◆ **TASK PROMPT**
Repeat exactly the lines from the line containing "Question. For every instance of the manicured" through the last line of the records below, inclusive, and nothing else.

◆ **RECORDS SHOWN**
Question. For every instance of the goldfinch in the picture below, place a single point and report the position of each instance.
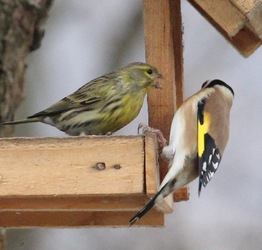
(198, 137)
(103, 105)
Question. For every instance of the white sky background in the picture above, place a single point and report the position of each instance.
(79, 46)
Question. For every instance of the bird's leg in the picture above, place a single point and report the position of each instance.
(146, 129)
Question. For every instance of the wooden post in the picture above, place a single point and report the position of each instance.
(164, 50)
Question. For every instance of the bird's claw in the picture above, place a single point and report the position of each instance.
(146, 129)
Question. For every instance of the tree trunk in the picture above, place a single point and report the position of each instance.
(20, 34)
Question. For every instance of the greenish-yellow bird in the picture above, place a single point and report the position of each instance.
(103, 105)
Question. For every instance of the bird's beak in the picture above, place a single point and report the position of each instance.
(156, 84)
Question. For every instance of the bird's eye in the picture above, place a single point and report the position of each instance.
(149, 71)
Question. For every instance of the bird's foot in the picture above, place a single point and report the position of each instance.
(146, 129)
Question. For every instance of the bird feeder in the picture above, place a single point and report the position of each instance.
(105, 180)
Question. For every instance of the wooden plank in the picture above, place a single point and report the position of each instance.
(163, 40)
(75, 219)
(52, 182)
(245, 41)
(65, 166)
(224, 14)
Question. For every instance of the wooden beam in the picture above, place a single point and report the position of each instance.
(163, 41)
(164, 50)
(43, 177)
(232, 23)
(76, 219)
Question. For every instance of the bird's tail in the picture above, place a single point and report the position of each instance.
(160, 195)
(27, 120)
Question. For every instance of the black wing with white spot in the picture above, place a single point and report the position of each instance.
(208, 162)
(209, 156)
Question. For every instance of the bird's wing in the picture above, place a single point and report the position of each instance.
(85, 98)
(209, 156)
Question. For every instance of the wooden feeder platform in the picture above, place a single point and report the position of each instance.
(85, 181)
(105, 180)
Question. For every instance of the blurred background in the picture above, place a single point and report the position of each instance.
(86, 39)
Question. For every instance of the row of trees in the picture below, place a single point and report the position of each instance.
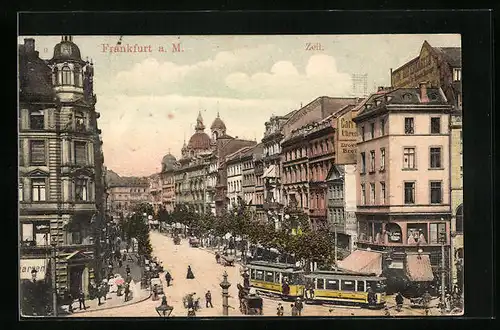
(294, 237)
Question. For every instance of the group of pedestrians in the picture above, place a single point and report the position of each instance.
(295, 308)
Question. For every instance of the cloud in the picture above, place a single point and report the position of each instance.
(160, 77)
(139, 130)
(320, 77)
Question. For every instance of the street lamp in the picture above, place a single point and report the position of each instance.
(54, 274)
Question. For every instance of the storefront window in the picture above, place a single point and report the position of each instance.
(417, 233)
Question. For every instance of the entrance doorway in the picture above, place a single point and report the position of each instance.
(75, 279)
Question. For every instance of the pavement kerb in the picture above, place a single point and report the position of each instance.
(132, 302)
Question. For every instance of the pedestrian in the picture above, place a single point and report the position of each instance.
(295, 312)
(168, 278)
(280, 310)
(299, 305)
(208, 298)
(81, 299)
(189, 274)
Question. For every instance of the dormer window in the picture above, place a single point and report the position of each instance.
(66, 75)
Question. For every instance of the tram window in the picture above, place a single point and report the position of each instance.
(259, 275)
(332, 285)
(348, 286)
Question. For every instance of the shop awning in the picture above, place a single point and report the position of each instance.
(362, 261)
(270, 172)
(27, 266)
(418, 268)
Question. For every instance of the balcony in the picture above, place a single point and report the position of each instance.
(317, 212)
(272, 206)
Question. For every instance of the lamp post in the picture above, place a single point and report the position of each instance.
(225, 294)
(53, 275)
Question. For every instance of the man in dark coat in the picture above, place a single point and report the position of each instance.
(189, 274)
(168, 278)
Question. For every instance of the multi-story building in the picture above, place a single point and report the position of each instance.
(442, 67)
(61, 186)
(168, 166)
(403, 202)
(124, 193)
(201, 158)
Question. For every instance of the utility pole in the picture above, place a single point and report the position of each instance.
(54, 279)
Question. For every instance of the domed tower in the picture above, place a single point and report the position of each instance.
(200, 141)
(168, 162)
(218, 128)
(71, 76)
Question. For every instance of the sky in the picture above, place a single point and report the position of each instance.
(149, 101)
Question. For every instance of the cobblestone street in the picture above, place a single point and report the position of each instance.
(208, 275)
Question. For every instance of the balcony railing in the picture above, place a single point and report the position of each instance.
(317, 212)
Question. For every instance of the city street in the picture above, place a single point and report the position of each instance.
(208, 275)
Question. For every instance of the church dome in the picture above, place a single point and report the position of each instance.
(168, 162)
(218, 124)
(199, 140)
(66, 50)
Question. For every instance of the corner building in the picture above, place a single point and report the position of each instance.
(403, 202)
(61, 176)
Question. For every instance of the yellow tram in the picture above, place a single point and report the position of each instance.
(345, 288)
(267, 278)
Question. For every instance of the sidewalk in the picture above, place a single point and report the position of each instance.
(113, 300)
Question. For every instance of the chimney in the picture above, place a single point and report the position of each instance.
(29, 45)
(423, 92)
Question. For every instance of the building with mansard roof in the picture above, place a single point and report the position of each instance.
(61, 173)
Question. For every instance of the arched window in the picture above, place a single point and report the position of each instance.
(78, 80)
(66, 75)
(459, 219)
(55, 76)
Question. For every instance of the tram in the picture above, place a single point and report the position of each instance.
(267, 278)
(345, 288)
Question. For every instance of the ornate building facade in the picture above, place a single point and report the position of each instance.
(61, 188)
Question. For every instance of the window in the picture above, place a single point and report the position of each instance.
(409, 126)
(80, 152)
(80, 121)
(76, 237)
(332, 285)
(348, 285)
(363, 163)
(435, 125)
(372, 193)
(435, 156)
(37, 190)
(21, 191)
(37, 152)
(66, 75)
(434, 230)
(382, 159)
(36, 120)
(81, 192)
(372, 161)
(363, 194)
(409, 158)
(436, 192)
(409, 192)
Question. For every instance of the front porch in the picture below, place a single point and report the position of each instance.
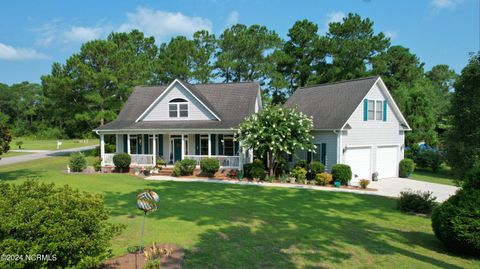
(145, 149)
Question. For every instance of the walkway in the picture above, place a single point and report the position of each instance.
(386, 187)
(41, 155)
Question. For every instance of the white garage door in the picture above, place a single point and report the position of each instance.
(359, 161)
(387, 161)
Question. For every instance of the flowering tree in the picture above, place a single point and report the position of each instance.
(274, 130)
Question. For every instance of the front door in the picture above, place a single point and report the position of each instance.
(177, 149)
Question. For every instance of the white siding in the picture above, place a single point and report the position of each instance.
(330, 139)
(196, 111)
(373, 133)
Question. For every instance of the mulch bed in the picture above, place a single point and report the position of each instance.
(127, 261)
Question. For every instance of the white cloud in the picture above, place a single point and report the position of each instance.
(11, 53)
(445, 4)
(83, 34)
(391, 34)
(161, 24)
(335, 17)
(233, 18)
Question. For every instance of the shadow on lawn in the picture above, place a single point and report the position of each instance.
(21, 173)
(275, 228)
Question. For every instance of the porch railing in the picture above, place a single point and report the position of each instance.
(137, 159)
(225, 161)
(147, 159)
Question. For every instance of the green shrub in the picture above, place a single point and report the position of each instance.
(456, 222)
(364, 183)
(301, 164)
(97, 164)
(324, 179)
(282, 167)
(122, 161)
(406, 168)
(300, 174)
(19, 144)
(58, 221)
(416, 202)
(77, 162)
(256, 164)
(432, 159)
(316, 167)
(342, 173)
(160, 163)
(184, 167)
(258, 172)
(209, 166)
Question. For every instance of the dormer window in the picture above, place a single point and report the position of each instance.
(178, 108)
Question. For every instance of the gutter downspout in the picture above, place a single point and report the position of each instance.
(339, 145)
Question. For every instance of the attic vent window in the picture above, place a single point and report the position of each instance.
(178, 108)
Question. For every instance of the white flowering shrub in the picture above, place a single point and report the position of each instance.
(274, 130)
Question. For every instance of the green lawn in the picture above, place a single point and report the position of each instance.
(230, 226)
(51, 144)
(13, 154)
(443, 176)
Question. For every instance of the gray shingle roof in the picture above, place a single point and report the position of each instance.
(331, 104)
(232, 102)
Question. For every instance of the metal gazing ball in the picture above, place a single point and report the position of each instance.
(147, 201)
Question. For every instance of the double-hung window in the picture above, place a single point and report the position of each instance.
(178, 108)
(375, 110)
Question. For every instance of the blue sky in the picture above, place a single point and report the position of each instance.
(34, 34)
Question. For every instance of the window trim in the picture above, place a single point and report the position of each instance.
(375, 109)
(178, 102)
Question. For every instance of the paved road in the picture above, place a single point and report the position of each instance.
(390, 187)
(41, 155)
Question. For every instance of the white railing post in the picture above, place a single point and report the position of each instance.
(154, 146)
(102, 148)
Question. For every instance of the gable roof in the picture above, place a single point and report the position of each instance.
(332, 104)
(231, 102)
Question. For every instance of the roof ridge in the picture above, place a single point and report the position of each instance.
(337, 82)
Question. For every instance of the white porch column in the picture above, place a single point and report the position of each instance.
(128, 144)
(154, 146)
(102, 148)
(183, 146)
(209, 144)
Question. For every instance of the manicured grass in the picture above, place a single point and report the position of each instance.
(443, 176)
(51, 144)
(229, 226)
(13, 154)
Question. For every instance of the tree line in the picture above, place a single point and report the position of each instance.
(90, 87)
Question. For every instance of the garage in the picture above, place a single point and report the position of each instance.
(387, 161)
(359, 160)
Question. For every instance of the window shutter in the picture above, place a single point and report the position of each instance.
(324, 153)
(197, 144)
(385, 110)
(220, 144)
(365, 110)
(160, 145)
(145, 142)
(139, 146)
(125, 143)
(236, 148)
(213, 137)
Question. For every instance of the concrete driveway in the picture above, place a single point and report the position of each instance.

◆ **RESULT BELOW**
Question. For every instance of the manicured grass in the picture above, place a single point and report the position of each instance.
(443, 176)
(51, 144)
(229, 226)
(13, 154)
Question. For every instance of the tree line in the picture above, place a single point and report the position of each instance.
(90, 87)
Question. For every instance of the garage in the picture above, place a single point and report the position of each instance.
(387, 161)
(359, 160)
Question. For every instance of the window shutter in the picture above, place a single point and report the position of each instance.
(324, 153)
(197, 144)
(385, 110)
(220, 144)
(365, 110)
(160, 145)
(145, 142)
(139, 146)
(125, 143)
(236, 148)
(213, 137)
Question. For every instance of the concrete driveway in the picture above, place a single point and report the position of each instance.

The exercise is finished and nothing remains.